Begin Extract to read

EPPS Math and Coding Camp

Integral

Instructor: Prajyna Barua and Azharul Islam

List of Rules of Integration

Fundamental theorem of calculus	\(\int_a^b f(x)\,dx = F(b) - F(a)\)
Rules for bounds	\(\int_a^b f(x)\,dx = - \int_b^a f(x)\,dx\)
	\(\int_a^a f(x)\,dx = 0\)
	\(\int_a^b f(x)\,dx = \int_a^c f(x)\,dx + \int_c^b f(x)\,dx\) for \(c \in [a, b]\)
Linear rule	\(\int (a f(x) + b g(x))\,dx = a \int f(x)\,dx + b \int g(x)\,dx\)
Integration by substitution	\(\int_a^b f(g(u))g'(u)\ du = \int_{g(a)}^{g(b)} f(x)\,dx\)
Integration by parts	\(\int f(x)g'(x)\,dx = f(x)g(x) - \int f'(x)g(x)\,dx\)

Power rule 1	\(\int x^n \,dx = \frac{x^{n+1}}{n+1} + C\) if \(n \neq -1\)
Power rule 2	\(\int x^{-1}\,dx = \ln \|x\| + C\)
Exponential rule 1	\(\int e^x\,dx = e^x + C\)
Exponential rule 2	\(\int a^x\,dx = \frac{a^x}{\ln(a)} + C\)
Logarithm rule 1	\(\int \ln(x)\,dx = x \ln(x) - x + C\)
Logarithm rule 2	\(\int \log_a(x)\,dx = \frac{x \ln(x) - x}{\ln(a)} + C\)
Trigonometric rules	\(\int \sin(x)\,dx = -\cos(x) + C\)
	\(\int \cos(x)\,dx = \sin(x) + C\)
	\(\int \tan(x)\,dx = -\ln \|\cos(x)\| + C\)
Piecewise rules	Split definite integral into corresponding pieces

7.1 THE DEFINITE INTEGRAL AS A LIMIT OF SUMS

Use of integration

What if instead we were concerned with the area under the curve?

That is, we want to know what the area is between the curve and the x-axis, from some point \(x_1\) to another point \(x_2\).

As we alluded to earlier in this chapter, calculating such areas is central to statistical inference, as we will see in Part III. If we let \(x_1 = 1\) and \(x_2 = 2\) and use \(f(x) = x^2\), then we can visualize this area by dropping lines down from \(f(x)\) at the two endpoints of the secant in the figure in Chapter 5. We show this in this figure, in which the shaded area is the area of interest.

End Extract to read
Begin Data lines

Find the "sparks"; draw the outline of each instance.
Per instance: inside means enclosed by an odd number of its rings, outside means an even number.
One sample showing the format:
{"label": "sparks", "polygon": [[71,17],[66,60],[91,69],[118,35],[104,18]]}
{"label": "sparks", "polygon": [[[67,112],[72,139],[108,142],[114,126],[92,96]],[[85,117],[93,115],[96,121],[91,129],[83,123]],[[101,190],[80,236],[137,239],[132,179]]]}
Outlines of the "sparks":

End Data lines

- Prompt 1: In the integration notes, what values of x_1 and x_2 are used with f(x) = x^2 to show the area under the curve?
- Prompt 2: Carry on the integration notes from their final sentence.

- Final answer 1: x_1 = 1 and x_2 = 2.

- Final answer 2:
Area under \(y = x_2\) from \(x = 1\) to \(x = 2\)

Definition

The integral symbol \(\int\) looks like an \(S\) and is meant to, to remind you that it is in essence a sum.
The \(dx\) in the integral tells you the variable of integration.
It is exactly analogous to the \(dx\) in the derivative. The f(x), or more generally, the expression multiplying the \(dx\), is known as the integrand. The \(a\) and \(b\) are the bounds (or limits) of integration.
They tell you the value of \(x\) at which to start and the value at which to stop.
Unlike the derivative, which can be represented using a variety of notation, this is the single, common, agreed-upon notation for the integral.

For our case, \(x^2\) is the integrand, \(a = 1\) and \(b = 2\) are the bounds of integration, and the definite integral is \(\int_1^2 x^2 dx\)

7.2 INDEFINITE INTEGRALS AND THE FUNDAMENTAL THEOREM OF CALCULUS

Well see that the derivative and the antiderivative (aka indefinite integral) are similarly related.

7.2.1 Antiderivatives and the Indefinite Integral

Take \(F(x) = x + 10\). The derivative of that is also one, as is the derivative of \(F(x) = x + 1,000\).

In general, because the derivative of a constant is zero, there are lots (an infinite number, actually) of antiderivatives that all produce the same \(f(x)\).

Luckily, they’re all of the same form: \(F(x) = x + C\). We call \(C\) the constant of integration, and it can be any constant value.

So, if \(f(x) = x\), then we try to figure out what function \(F(x)\), when differentiated, yields \(x\).

Well, we know that the derivative of \(x^2\) is \(2x\), so that’s pretty close. We also know that the derivative is linear, so we can divide \(x^2\) by \(2\) to get a derivative of \(x\).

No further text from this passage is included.